### What you have to do
This exercise calls for the records to be repeated in full, exactly as written.

Referring expression data
..........

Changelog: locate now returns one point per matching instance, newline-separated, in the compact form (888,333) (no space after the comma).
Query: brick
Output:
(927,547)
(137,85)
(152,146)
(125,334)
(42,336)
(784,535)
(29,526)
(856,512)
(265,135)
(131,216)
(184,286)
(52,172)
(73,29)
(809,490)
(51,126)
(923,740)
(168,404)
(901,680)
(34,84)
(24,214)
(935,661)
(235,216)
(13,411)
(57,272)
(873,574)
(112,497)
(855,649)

..........

### Solution to this exercise
Changelog: locate now returns one point per matching instance, newline-separated, in the compact form (888,333) (no space after the comma).
Query: brick
Output:
(927,547)
(137,85)
(152,146)
(125,334)
(42,336)
(784,535)
(29,526)
(856,512)
(265,135)
(131,216)
(184,286)
(52,172)
(73,29)
(809,490)
(51,126)
(923,740)
(168,404)
(901,680)
(34,84)
(24,214)
(935,661)
(235,216)
(13,411)
(57,272)
(873,574)
(112,497)
(855,649)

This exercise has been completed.